- Extrait à lire:
'''
L'affaire Raphaël Michel redistribue les cartes entre la production et le négoce dans la vallée du Rhône. En juin, ce négociant vraqueur, qui revendiquait le traitement de 900 000 hl/an dont un peu plus de 300 000 hl de vins rhodaniens, a été mis en examen pour fraude et escroquerie. Entre octobre 2013 et mars 2017, il aurait vendu 289 000 hl de côtes-du-rhône et 10 800 hl de côtes-du-rhône-villages alors que ces vins n'en étaient pas. Fin octobre, le négociant s'est placé sous procédure de sauvegarde. S'il réfute les faits qui lui sont reprochés, « la confiance en lui est entamée », juge un courtier vauclusien.
Des négociants qui s'approvisionnaient auprès de Raphaël Michel le quittent. « Ils se tournent vers les caves - soit directement, soit par l'intermédiaire des courtiers - car elles apportent des garanties de traçabilité », commente un responsable professionnel. De même, des entreprises à qui ce négociant avait pris des marchés frappent de nouveau aux portes des caves.
Michel Bellier en voit défiler. « Des négociants qui ne passaient plus par nous reviennent, expose le président de la coopérative Costebelle, à Tulette (Drôme), qui produit 100 000 hl/an et en vend un peu moins de la moitié en vrac. Les volumes concernés ne sont pas énormes, 1 000 à 1 500 hl d'appellations Côtes-du-Rhône et Côtes-du-Rhône-villages, mais c'est tout de même intéressant. »
'''
- Consignes:
1. Relevez toutes les quantités exprimées en hectolitres dans l'extrait sur l'affaire Raphaël Michel, dans l'ordre où elles apparaissent.
2. Poursuivez l'extrait sur l'affaire Raphaël Michel à partir de sa dernière phrase.
La liste qui vient ensuite forme un matériau distinct de l'extrait sur l'affaire Raphaël Michel.

- Données fournies:
'''
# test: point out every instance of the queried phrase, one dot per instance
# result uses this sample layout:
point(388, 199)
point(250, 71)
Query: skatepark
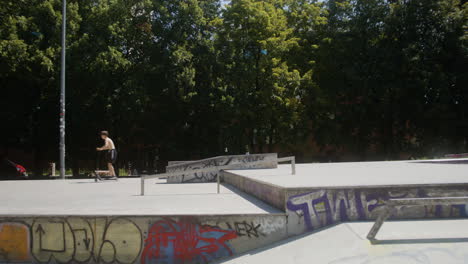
point(243, 209)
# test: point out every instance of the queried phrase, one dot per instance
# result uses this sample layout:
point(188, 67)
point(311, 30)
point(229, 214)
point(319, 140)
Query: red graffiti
point(179, 242)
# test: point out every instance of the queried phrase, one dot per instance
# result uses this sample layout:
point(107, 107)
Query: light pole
point(62, 91)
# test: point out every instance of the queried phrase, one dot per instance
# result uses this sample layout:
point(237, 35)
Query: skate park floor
point(362, 174)
point(122, 197)
point(402, 242)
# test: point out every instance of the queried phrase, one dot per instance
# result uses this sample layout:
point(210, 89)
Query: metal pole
point(293, 165)
point(62, 92)
point(219, 173)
'''
- Réponses par consigne:
1.
- 900 000 hl/an
- un peu plus de 300 000 hl
- 289 000 hl
- 10 800 hl
- 100 000 hl/an
- 1 000 à 1 500 hl

2.
Olivier Andrieu, le directeur de la coopérative de Roaix Séguret (Vaucluse), qui vinifie 30 000 hl/an en moyenne et vend 100 % au négoce, est sollicité par des acheteurs qu'il n'avait jamais vus. Toutefois, il lui est difficile de dire s'il s'agit de la conséquence des mésaventures du négociant vraqueur.
L'appellation Côtes-du-Rhône enregistre une récolte 2017 historiquement basse : 1,1 million d'hectolitres, soit 30 % de moins que l'an passé. « D'où cet empressement des acheteurs », enchaîne Olivier Andrieu.
Reste que, pour les metteurs en marché, l'approvisionnement en direct auprès de la production s'avère plus contraignant qu'auprès d'un vraqueur. « Avec les coopératives, ils doivent signer des échéanciers de paiement et s'engager à respecter des délais de retiraison, expose un courtier local. Elles demandent que les vins soient enlevés avant l'arrivée de la nouvelle récolte. » Ce qui n'est pas le cas des vraqueurs.
« Nous achetons des vins pour des ventes ultérieures. Nous finançons des stocks », explique Christophe Montalban, directeur commercial de la société Friedman, spécialisée dans la vente de vin en vrac et basée à Sainte-Cécile-les-Vignes (Vaucluse). L'entreprise traite 200 000 hl/an dont la moitié de la vallée du Rhône. « Nous allons livrer à nos clients des côtes-du-rhône 2016 jusqu'en juillet 2018. Nous disposons pour cela d'une capacité de stockage de 30 000 à 40 000 hl. »
En plus de stocker des vins, Raphaël Michel garantissait un prix fixe pour une durée définie à ses acheteurs. « Ses clients ne subissaient pas les variations des cours à la production, souligne un observateur. Ils vont devoir se passer de cette souplesse et prendre plus de risques. »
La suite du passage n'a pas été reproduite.